The ratio of nonsynonymous/synonymous substitutions (K a/K s) in a coding sequence has been used frequently as a definitive indicator of positive selection (Endo et al. 1996; Messier and Stewart 1997; Zhang et al. 1998). Normally the rate of synonymous substitution is much higher than that of nonsynonymous substitution (K a/K s <1.0). If the rate of nonsynonymous substitution is significantly higher than that of synonymous substitution, then the most likely explanation is positive selection. For the periods of slow evolution shown in Fig. 5d, this ratio is 0.027 “before” the period of rapid change and 0.029“after” it. For the episode of rapid change K a/K s increases to 1.23, but this is not significantly greater than 1.0 (Fisher’s exact test).

There are two main possible explanations for the episode of rapid change seen here: loss of function, with relaxation of the purifying selection that normally maintains a conserved sequence, and positive selection associated with change in function. Complete loss of function would be expected to lead to an increase in K a/K s to 1.0. However, there is no biological evidence for loss of function—the growth-promoting function of GH appears to be essentially the same in ruminant and nonruminant artiodactyls. There are some differences between the physicochemical and receptor-binding properties of GH in pig and ox or sheep (Amit et al. 1992, 1997; Cadman and Wallis 1981; Hughes et al. 1985), but these do not reflect major changes in physiological function. Furthermore, it is notable that the rate of evolution and K a/K s ratio after the episode of rapid change return to the low “basal” value. It is difficult to see how a highly conserved protein which has lost function and accumulated a substantial number of substitutions at random could subsequently rediscover a different functional structure which then became strongly conserved. It is likely therefore that the burst of rapid change in GH sequence that occurred during cetartiodactyl evolution was due to positive selection, associated with functional change. The detailed nature of this functional change is unclear, though we have suggested previously that fluctuation of the role of GH in controlling metabolic processes other than somatic growth may have led to accelerated evolution by the mechanism of function switching (Wallis 1997; Wallis and Wallis 2001).

**TASKS**.
1 – From the passage on growth hormone evolution, list the works cited in support of using the K a/K s ratio as an indicator of positive selection.
2 – Extend the passage on growth hormone evolution, picking up directly after its final sentence.
The records that follow come from a separate source and are unrelated to the passage on growth hormone evolution.

[Data records]
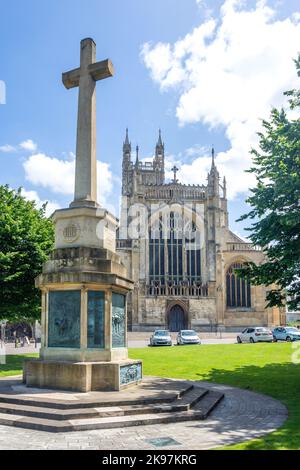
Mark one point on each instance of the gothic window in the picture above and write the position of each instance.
(238, 290)
(173, 258)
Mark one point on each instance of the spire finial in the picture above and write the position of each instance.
(159, 143)
(175, 169)
(126, 138)
(212, 155)
(137, 155)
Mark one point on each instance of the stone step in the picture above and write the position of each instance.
(186, 402)
(209, 402)
(203, 407)
(167, 397)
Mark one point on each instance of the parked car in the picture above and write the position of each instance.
(161, 338)
(188, 337)
(255, 335)
(287, 333)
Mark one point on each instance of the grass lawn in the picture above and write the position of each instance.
(265, 368)
(14, 364)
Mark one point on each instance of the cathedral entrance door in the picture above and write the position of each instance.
(176, 319)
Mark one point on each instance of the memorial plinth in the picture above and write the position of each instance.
(84, 284)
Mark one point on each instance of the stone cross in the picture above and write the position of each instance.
(175, 169)
(85, 77)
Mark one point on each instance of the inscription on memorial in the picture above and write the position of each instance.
(64, 319)
(96, 319)
(71, 232)
(130, 373)
(118, 321)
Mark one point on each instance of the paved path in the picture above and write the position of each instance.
(241, 416)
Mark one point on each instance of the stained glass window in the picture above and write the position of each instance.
(238, 290)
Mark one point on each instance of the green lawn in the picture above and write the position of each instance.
(14, 364)
(265, 368)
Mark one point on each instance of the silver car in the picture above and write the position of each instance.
(188, 337)
(161, 338)
(256, 334)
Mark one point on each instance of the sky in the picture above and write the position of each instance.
(204, 71)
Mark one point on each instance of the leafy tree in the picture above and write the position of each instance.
(275, 205)
(26, 239)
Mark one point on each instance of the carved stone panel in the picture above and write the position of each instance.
(118, 321)
(64, 319)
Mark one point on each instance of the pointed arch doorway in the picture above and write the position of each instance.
(177, 318)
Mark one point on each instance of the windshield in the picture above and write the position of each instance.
(162, 333)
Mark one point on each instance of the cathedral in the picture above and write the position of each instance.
(177, 246)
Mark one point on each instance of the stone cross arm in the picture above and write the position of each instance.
(97, 70)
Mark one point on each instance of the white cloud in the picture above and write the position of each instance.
(28, 145)
(33, 196)
(229, 72)
(58, 175)
(7, 148)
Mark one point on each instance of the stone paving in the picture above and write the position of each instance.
(241, 416)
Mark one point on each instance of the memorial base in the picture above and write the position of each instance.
(82, 376)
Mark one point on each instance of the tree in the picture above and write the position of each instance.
(26, 240)
(275, 204)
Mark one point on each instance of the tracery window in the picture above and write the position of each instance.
(238, 290)
(174, 258)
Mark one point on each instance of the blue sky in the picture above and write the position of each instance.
(203, 71)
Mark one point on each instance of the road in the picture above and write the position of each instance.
(136, 340)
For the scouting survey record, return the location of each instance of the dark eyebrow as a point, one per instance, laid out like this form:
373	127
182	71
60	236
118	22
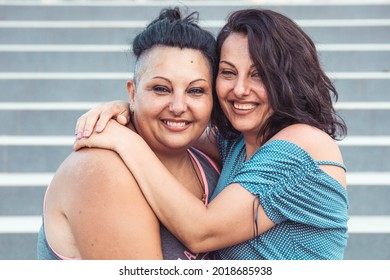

**RESPONSES TO THE EXERCISE**.
1 – Endo et al. 1996; Messier and Stewart 1997; Zhang et al. 1998

2 –
GC Content

The mammalian GH gene has a high G+C content, presumably because it is located in a GC-rich isochore (Bernardi 2000). There is some evidence (Duret et al. 2002) that such GC-rich regions are tending to disappear in cetartiodactyls and primates. The possibility that the episode of rapid change in cetartiodactyl GH evolution might be associated with a change in GC content was investigated.

GC content was determined for various regions of the GH genes of cetartiodactyls and a carnivore outgroup (Table 2). For coding sequences, changes at codon positions 1, 2, and 3 were analyzed separately. All the GH genes examined show a high G+C content. For the individual codon positions, position 2 is AT-rich (unlike all other regions of the GH gene), whereas codon position 3 is very GC-rich. However, for no region of the GH gene is there a significant difference (Fisher’s exact test) between the GC content in ruminants and that in other cetartiodactyls, indicating that the episode of rapid evolutionary change of GH is not associated with change in content of G+C.

Table 2 Percentage G+C in GH genes

Analysis of individual substitutions accepted during the course of cetartiodactyl GH evolution indicates that the number of G/C→A/T substitutions exceeds the number of A/T→G/C substitutions by a factor of 2.5–5, depending on which part of the gene is examined, in accordance with the idea that the GC bias is decreasing. But there is no evidence to tie such a decrease to the episode of rapid change seen on the line leading to ruminants.